━━ DOCUMENT SECTION

Julian Mortenson’s originalist account of Article II reinforces the constitutional baseline from a different angle. His argument that the original meaning of “the executive Power” conferred authority to execute law, not a general residue of royal prerogative, directly undermines the inference that has long infected trade-law reasoning: that because tariffs implicate foreign relations, the president may read broad statutory language as preloaded with implied discretionary authority. Strip away the prerogative inference, and the question becomes irreducibly statutory: what did Congress actually authorize?

━━━━
━━ RECORDS

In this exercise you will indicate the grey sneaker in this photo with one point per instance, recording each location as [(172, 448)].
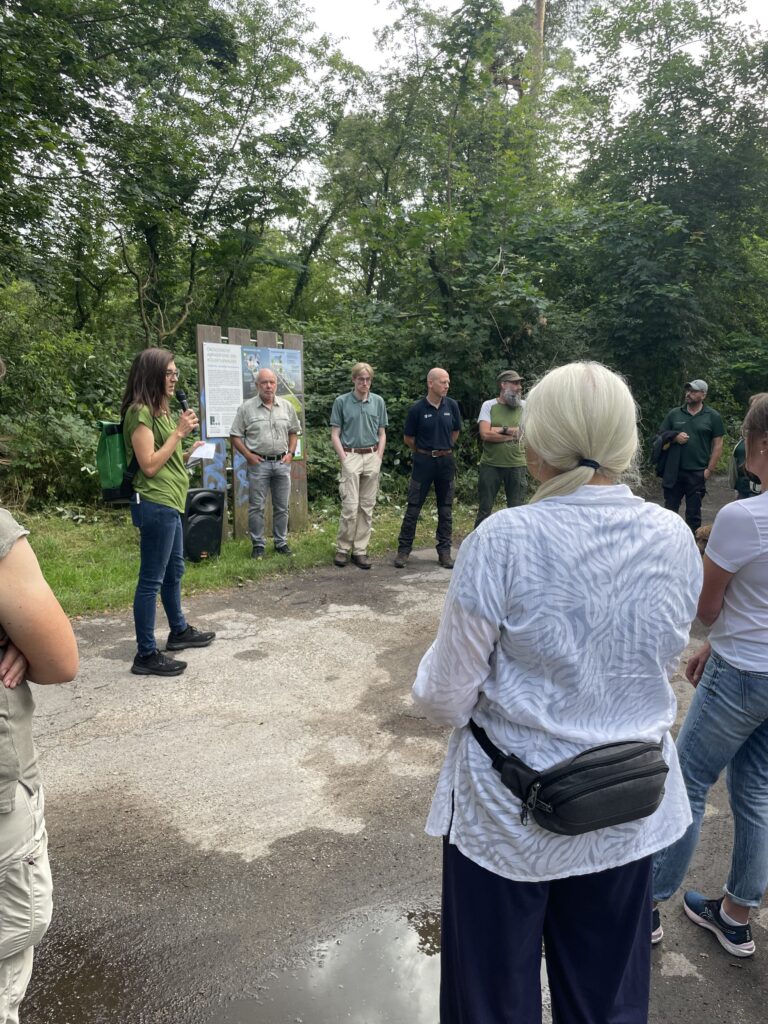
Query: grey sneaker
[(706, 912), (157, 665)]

━━━━
━━ RECORDS

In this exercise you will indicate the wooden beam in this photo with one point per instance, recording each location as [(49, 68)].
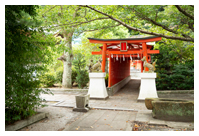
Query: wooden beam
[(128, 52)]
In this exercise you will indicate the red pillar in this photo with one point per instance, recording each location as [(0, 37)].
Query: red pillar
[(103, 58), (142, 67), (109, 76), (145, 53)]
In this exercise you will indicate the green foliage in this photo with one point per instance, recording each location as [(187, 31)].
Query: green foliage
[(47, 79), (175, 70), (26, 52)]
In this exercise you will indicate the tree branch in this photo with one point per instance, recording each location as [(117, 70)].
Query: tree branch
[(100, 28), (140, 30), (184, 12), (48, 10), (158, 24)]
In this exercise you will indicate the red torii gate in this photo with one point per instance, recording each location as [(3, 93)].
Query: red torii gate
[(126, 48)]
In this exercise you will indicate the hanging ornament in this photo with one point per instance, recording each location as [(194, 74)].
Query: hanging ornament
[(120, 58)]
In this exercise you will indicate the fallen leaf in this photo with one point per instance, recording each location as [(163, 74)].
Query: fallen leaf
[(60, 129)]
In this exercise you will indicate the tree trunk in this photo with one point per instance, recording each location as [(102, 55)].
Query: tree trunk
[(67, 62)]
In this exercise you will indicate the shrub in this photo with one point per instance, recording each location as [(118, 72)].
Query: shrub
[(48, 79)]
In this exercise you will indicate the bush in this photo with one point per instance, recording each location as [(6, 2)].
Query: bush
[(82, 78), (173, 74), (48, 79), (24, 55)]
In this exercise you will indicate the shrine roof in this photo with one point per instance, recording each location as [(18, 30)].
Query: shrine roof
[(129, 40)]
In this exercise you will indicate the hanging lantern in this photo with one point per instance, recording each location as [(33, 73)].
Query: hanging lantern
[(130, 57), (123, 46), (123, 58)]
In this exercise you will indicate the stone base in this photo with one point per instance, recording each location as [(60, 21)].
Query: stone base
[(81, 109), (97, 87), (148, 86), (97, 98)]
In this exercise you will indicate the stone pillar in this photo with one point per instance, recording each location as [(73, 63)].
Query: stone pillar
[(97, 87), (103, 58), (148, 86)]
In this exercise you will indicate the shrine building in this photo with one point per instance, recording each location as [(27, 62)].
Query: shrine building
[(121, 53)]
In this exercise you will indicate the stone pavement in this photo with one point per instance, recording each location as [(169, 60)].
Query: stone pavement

━━━━

PROMPT 1: Return the part of the passage on Article II and tariffs that opens with the words containing "Julian Mortenson’s originalist" and closes with "Congress actually authorize?", copying it character for character.
PROMPT 2: Resume the passage on Article II and tariffs, continuing it from the point where it stops.

RESPONSE BOX 1:
Julian Mortenson’s originalist account of Article II reinforces the constitutional baseline from a different angle. His argument that the original meaning of “the executive Power” conferred authority to execute law, not a general residue of royal prerogative, directly undermines the inference that has long infected trade-law reasoning: that because tariffs implicate foreign relations, the president may read broad statutory language as preloaded with implied discretionary authority. Strip away the prerogative inference, and the question becomes irreducibly statutory: what did Congress actually authorize?

RESPONSE BOX 2:
What the Court actually did
That is precisely the question the Court answered in Learning Resources, and the reasoning across the opinions is revealing precisely because it is so resolutely textual. All members of the Court approached the case as a question of statutory authorization, not inherent executive power. The government had already conceded the critical predicate: the president has no inherent peacetime power to impose tariffs. The case therefore turned on whether IEEPA’s authorization to “regulate” importation encompassed the power to levy duties. IEEPA does not mention tariffs. It does not mention duties. And when Congress has intended to delegate tariff authority, such as in the Tariff Act, in Section 232 of the Trade Expansion Act, and in Section 301 of the Trade Act of 1974, it said so in tariff-specific terms and imposed tariff-specific conditions. That comparative statutory architecture is not a technicality. It is a deliberate legislative signal that general regulatory language does not serve as a blank check over a core Article I power.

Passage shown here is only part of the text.